◆ **EXERCISE GOAL**
Copy each line in the records below that contains the string "link". Case matters.

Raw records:

— begin —

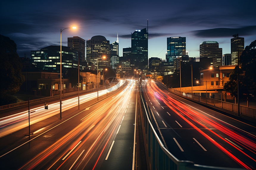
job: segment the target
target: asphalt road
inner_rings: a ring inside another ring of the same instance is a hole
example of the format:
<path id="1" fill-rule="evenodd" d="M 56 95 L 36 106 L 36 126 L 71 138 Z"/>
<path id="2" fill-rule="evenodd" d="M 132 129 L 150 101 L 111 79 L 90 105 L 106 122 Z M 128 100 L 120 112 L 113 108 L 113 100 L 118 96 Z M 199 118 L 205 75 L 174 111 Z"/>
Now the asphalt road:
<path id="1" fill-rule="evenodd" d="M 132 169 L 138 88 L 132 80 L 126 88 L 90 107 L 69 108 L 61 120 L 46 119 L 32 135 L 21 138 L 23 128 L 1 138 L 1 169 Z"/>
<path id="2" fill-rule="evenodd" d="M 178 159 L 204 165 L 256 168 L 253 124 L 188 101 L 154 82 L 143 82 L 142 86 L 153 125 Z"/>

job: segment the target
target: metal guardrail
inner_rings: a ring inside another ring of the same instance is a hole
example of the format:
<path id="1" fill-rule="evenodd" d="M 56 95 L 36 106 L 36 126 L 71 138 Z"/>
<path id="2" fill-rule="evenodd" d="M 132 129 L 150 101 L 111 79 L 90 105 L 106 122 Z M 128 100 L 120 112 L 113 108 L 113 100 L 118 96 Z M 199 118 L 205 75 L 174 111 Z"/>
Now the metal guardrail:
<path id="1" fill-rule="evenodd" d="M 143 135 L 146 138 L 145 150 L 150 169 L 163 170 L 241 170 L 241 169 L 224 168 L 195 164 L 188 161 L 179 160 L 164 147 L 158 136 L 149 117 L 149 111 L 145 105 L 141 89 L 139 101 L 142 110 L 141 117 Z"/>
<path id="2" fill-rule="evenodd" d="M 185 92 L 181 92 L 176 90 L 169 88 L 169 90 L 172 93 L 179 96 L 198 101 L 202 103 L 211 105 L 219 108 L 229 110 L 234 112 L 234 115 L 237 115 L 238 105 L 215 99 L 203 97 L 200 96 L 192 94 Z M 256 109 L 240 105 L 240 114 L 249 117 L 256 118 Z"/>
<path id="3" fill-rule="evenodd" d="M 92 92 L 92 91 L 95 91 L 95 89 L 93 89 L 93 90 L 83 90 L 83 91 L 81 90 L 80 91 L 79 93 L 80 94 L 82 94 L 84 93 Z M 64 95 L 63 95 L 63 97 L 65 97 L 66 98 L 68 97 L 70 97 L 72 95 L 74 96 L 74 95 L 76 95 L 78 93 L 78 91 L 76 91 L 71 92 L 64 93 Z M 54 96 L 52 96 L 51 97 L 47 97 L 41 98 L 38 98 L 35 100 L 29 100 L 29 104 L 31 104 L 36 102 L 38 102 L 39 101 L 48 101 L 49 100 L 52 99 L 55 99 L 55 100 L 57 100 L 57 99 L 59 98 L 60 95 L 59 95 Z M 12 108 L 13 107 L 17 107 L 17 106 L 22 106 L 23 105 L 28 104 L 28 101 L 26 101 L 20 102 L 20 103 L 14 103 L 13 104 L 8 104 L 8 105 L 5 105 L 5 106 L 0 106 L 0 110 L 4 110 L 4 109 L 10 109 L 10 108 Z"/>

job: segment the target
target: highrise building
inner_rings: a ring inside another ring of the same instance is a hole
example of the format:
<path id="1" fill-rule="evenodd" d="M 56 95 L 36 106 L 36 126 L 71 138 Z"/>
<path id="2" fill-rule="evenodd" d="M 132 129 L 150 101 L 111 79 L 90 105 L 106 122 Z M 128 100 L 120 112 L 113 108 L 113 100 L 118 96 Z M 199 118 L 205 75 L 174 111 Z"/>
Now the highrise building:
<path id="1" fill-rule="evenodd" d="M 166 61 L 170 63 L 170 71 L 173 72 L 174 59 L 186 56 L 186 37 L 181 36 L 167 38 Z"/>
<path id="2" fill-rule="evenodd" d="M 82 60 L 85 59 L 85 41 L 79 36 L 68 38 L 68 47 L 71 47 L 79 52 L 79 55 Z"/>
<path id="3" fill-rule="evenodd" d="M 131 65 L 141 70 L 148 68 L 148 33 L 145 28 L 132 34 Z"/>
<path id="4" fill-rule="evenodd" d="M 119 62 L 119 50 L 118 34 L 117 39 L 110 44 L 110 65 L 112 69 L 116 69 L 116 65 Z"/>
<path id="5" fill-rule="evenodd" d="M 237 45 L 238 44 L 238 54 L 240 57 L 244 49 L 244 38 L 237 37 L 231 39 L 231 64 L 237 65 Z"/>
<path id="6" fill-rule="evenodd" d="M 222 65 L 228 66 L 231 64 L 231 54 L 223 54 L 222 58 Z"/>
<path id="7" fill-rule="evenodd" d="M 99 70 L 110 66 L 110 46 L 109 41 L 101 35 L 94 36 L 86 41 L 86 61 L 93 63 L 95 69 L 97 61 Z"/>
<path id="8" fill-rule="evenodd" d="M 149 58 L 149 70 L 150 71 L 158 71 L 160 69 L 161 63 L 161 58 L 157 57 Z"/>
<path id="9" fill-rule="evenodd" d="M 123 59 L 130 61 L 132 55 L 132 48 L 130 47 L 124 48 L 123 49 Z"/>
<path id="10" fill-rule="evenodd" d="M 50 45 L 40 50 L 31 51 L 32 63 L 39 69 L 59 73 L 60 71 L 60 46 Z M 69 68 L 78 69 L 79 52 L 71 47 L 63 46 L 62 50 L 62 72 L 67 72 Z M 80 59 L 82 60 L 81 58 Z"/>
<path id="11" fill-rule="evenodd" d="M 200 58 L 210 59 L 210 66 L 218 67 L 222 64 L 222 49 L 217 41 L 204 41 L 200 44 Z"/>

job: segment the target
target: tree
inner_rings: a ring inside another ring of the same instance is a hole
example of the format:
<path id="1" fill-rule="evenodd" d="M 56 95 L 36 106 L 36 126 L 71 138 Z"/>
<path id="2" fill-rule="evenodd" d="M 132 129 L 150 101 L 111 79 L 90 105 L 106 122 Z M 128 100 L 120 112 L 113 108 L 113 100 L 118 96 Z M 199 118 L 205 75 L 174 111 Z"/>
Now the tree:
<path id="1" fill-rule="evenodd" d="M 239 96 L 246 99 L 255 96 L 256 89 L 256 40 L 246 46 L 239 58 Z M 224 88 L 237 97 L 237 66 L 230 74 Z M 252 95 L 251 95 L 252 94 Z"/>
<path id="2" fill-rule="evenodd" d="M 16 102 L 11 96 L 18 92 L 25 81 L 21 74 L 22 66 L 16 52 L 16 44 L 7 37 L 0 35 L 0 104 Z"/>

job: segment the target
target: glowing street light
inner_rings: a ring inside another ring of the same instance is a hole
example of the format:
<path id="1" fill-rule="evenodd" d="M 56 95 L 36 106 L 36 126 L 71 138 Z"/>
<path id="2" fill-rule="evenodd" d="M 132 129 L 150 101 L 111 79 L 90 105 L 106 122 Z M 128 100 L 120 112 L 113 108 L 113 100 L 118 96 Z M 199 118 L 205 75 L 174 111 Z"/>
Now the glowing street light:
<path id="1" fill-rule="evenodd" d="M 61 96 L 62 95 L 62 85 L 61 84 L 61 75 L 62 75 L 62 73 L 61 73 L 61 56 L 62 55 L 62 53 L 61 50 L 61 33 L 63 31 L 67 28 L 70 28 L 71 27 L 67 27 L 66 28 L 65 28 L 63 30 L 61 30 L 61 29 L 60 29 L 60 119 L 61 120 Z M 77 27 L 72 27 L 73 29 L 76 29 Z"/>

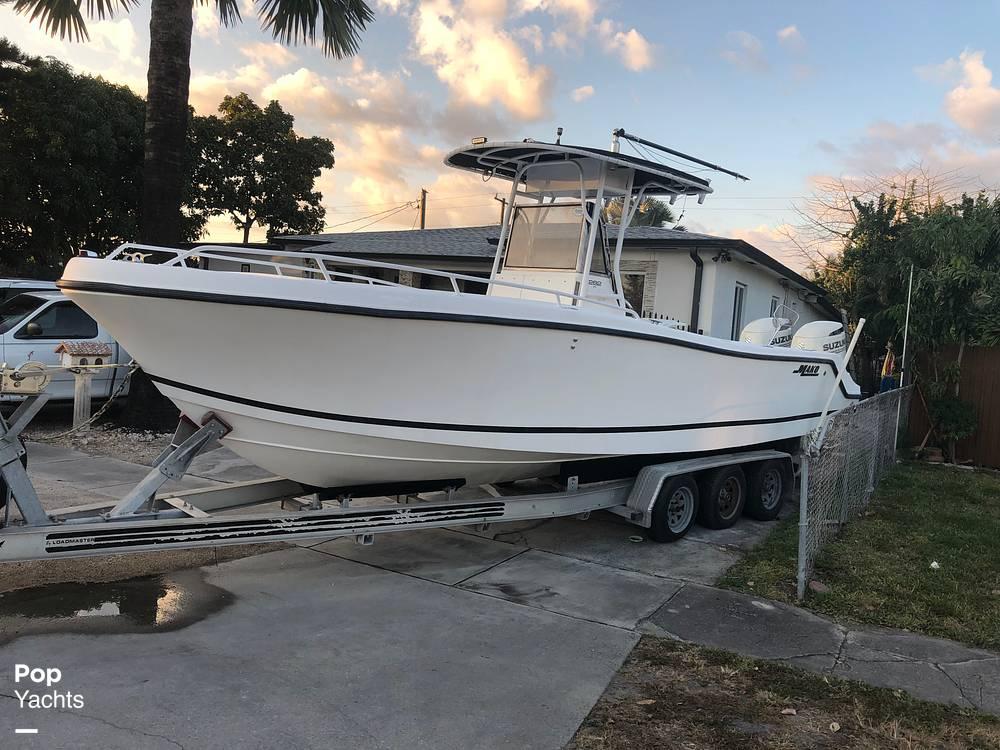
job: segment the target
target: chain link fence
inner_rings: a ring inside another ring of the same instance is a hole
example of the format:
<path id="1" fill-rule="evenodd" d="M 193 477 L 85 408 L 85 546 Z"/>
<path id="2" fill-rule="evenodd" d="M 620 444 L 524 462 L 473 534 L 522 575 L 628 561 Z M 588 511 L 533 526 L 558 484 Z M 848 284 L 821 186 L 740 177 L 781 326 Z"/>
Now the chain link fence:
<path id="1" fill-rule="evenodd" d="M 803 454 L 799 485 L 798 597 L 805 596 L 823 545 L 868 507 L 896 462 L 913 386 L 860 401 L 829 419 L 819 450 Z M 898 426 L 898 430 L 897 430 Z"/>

— end —

◆ **EXPECTED ANSWER**
target: chain link fence
Now the chain link fence:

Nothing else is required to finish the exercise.